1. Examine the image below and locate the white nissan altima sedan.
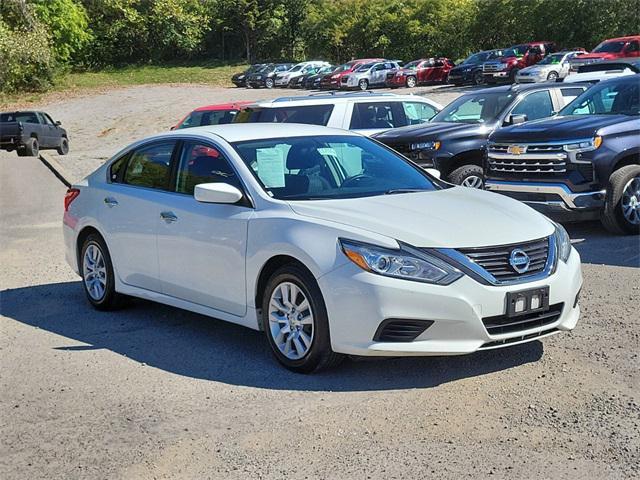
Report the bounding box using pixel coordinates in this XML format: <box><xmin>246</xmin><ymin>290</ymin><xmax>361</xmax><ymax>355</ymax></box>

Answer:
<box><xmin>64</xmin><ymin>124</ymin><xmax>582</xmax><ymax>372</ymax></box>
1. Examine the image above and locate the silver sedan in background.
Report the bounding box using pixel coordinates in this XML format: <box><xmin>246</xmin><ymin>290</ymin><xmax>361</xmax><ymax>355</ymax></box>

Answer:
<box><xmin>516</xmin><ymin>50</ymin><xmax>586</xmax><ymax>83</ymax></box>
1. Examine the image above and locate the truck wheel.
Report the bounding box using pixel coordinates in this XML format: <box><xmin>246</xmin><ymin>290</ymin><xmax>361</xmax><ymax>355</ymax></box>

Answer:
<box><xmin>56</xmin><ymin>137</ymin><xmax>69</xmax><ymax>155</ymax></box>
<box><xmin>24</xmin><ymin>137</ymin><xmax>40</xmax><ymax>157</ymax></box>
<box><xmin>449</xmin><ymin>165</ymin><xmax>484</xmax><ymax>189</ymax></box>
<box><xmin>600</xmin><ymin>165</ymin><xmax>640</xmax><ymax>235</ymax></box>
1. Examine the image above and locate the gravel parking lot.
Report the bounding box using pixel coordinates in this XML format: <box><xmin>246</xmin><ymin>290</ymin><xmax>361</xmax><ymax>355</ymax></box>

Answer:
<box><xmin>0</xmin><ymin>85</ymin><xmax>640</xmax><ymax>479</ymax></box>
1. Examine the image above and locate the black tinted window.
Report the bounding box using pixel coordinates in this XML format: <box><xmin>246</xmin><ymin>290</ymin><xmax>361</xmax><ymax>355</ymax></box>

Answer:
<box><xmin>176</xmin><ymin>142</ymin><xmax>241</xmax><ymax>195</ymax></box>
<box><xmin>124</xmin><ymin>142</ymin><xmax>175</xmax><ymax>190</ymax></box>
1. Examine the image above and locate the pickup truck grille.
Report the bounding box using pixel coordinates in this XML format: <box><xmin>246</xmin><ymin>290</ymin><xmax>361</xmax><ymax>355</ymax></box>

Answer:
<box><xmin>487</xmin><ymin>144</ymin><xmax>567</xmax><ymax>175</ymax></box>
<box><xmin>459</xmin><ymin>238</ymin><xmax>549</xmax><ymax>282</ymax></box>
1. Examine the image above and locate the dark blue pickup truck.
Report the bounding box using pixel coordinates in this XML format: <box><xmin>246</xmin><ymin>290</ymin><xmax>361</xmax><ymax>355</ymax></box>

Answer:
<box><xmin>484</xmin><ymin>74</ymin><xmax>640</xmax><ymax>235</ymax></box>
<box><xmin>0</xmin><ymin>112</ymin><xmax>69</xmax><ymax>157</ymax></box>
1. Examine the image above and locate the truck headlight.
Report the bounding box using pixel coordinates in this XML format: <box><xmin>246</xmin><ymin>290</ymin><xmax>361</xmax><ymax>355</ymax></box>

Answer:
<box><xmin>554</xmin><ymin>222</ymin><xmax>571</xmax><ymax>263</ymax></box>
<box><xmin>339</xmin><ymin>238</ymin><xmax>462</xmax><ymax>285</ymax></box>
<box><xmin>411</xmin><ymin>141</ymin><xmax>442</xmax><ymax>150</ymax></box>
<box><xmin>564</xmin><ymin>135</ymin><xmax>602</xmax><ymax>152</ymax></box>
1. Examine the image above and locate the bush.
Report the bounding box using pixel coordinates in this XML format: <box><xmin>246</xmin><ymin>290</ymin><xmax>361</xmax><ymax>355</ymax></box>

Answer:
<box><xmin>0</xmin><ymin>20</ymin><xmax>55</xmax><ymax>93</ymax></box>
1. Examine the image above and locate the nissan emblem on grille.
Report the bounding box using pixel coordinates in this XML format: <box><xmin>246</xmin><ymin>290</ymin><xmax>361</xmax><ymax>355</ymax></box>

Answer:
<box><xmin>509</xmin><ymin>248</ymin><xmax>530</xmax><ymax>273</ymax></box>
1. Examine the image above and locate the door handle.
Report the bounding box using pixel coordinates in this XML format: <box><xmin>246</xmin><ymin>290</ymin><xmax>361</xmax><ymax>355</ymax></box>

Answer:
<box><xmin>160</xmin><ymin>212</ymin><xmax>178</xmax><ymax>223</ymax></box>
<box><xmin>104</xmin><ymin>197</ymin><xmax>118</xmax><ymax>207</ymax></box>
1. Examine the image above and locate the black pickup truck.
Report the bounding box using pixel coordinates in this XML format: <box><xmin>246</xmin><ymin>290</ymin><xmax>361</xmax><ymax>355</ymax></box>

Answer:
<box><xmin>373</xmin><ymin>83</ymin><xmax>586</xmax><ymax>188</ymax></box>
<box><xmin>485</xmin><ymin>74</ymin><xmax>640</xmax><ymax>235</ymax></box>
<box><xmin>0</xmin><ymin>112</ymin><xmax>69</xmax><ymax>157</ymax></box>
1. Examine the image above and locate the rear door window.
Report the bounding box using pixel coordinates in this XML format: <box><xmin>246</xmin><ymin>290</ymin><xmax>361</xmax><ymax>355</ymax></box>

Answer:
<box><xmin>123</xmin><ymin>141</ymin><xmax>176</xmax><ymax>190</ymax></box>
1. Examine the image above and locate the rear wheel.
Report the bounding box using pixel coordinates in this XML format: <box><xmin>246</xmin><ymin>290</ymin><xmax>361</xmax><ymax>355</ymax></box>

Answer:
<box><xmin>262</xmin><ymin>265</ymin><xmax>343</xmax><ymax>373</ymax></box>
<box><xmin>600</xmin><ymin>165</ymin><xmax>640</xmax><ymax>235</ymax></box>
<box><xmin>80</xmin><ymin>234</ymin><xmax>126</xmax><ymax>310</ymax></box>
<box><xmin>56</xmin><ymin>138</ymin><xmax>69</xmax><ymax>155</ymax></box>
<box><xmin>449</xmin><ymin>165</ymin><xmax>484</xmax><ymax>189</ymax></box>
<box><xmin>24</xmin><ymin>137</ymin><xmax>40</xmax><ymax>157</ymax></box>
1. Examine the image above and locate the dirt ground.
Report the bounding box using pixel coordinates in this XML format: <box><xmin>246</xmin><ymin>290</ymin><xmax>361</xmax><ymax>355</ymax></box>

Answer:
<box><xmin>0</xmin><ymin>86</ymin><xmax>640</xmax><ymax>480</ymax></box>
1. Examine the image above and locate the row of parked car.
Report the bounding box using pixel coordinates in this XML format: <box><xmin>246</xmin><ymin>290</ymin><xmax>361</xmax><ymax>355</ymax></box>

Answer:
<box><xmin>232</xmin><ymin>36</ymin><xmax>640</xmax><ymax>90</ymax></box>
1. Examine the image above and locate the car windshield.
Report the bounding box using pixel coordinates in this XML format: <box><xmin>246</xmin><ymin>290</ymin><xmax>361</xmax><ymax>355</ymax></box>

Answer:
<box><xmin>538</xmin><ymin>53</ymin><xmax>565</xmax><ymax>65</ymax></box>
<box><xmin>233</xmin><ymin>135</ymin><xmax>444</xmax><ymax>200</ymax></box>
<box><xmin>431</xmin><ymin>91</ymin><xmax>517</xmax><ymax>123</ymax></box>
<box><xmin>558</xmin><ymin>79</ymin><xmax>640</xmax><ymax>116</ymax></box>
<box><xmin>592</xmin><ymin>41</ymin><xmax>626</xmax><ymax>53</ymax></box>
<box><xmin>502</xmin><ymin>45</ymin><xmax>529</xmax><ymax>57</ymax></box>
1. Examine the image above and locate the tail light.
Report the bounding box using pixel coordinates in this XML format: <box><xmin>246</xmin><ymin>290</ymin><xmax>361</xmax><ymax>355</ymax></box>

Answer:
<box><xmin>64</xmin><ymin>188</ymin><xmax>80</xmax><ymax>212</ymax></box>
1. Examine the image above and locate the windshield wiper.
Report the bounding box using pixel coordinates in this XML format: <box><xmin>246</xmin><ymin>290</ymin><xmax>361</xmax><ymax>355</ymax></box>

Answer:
........
Set task: Please filter the entries above and copy every line that contains the word "sedan".

Problem solution:
1. Examine the image below and locate the white nissan altima sedan.
1. Examine the image above and locate the silver sedan in background.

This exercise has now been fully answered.